Selected passage:
Building on this Guidance, the Ministry of Commerce and other agencies launched the Supply Chain Innovation and Application Pilot Program in April 2018. From 1359 applicants, the program designated 266 firms and 55 cities as official pilots. The initiative conferred formal policy status, established performance benchmarks, and set explicit mandates for integrating digital technologies such as real-time data platforms, inter-firm information sharing, and process automation, with the objective of constructing intelligent, interoperable, and collaborative digital supply chains. The pilots constitute a plausibly exogenous treatment determined by a centralized selection process.
This study exploits the 2018 pilot program as a quasi-natural experiment to identify the causal impact of supply-chain digitalization on SCR. Treating the pilot as an exogenous shock to firms’ DT, we estimate its impact within a DID framework. Our approach aligns with recent policy-evaluation studies (e.g., Zhong et al. 2025; Zhu and Zhang 2024) that use government-led digital initiatives as natural experiments to assess corporate outcomes. We extend this literature by directly linking policy-induced digitalization to structural resilience measures derived from inter-firm supply-chain networks, thereby offering a mechanism-oriented perspective.

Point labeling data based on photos
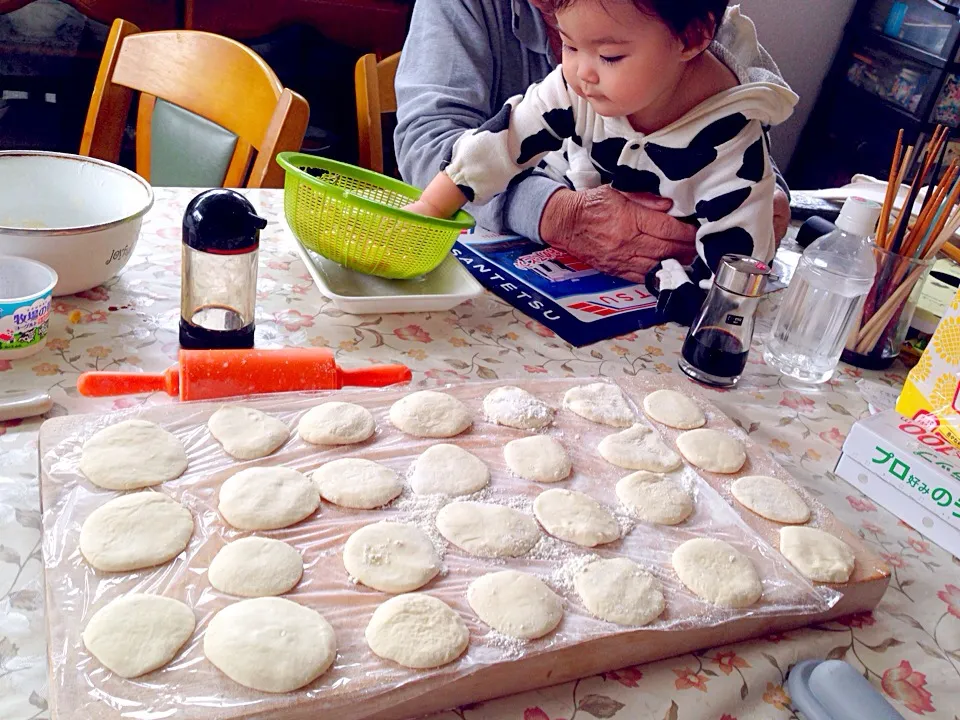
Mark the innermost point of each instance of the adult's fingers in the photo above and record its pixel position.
(649, 201)
(660, 225)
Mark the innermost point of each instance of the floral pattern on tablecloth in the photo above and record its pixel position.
(909, 648)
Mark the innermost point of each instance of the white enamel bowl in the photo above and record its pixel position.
(79, 215)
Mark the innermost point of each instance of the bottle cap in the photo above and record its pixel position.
(859, 216)
(742, 274)
(222, 222)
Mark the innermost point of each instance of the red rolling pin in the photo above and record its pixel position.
(208, 374)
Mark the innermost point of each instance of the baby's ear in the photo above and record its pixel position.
(698, 36)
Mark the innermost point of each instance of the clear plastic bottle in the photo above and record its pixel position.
(825, 297)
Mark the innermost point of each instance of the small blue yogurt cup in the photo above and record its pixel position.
(26, 287)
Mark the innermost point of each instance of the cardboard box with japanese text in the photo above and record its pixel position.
(912, 457)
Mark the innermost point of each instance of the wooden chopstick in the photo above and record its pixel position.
(892, 189)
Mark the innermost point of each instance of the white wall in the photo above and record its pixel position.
(802, 36)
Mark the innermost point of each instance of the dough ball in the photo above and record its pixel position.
(620, 591)
(391, 557)
(538, 458)
(430, 414)
(336, 423)
(674, 409)
(717, 572)
(270, 644)
(575, 517)
(135, 531)
(639, 448)
(417, 631)
(448, 470)
(515, 604)
(255, 567)
(516, 408)
(488, 530)
(356, 483)
(818, 555)
(267, 498)
(132, 454)
(245, 433)
(602, 403)
(712, 450)
(137, 633)
(655, 498)
(771, 498)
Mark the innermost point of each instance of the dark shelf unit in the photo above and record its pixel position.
(878, 84)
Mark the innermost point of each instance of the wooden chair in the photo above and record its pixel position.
(375, 96)
(210, 76)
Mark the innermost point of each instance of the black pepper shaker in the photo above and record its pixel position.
(715, 350)
(218, 292)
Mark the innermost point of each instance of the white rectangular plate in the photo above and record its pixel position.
(359, 294)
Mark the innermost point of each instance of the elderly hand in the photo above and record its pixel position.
(617, 233)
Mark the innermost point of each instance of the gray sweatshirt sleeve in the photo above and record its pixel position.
(444, 86)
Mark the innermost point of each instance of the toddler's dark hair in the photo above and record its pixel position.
(679, 15)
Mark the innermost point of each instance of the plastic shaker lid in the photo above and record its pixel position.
(742, 274)
(859, 216)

To be done: Restate the part of the supply chain pilot program passage that opens with the words containing "Building on this" and closes with "centralized selection process.", swapping "Ministry of Commerce" for "Commerce Ministry".

Response:
Building on this Guidance, the Commerce Ministry and other agencies launched the Supply Chain Innovation and Application Pilot Program in April 2018. From 1359 applicants, the program designated 266 firms and 55 cities as official pilots. The initiative conferred formal policy status, established performance benchmarks, and set explicit mandates for integrating digital technologies such as real-time data platforms, inter-firm information sharing, and process automation, with the objective of constructing intelligent, interoperable, and collaborative digital supply chains. The pilots constitute a plausibly exogenous treatment determined by a centralized selection process.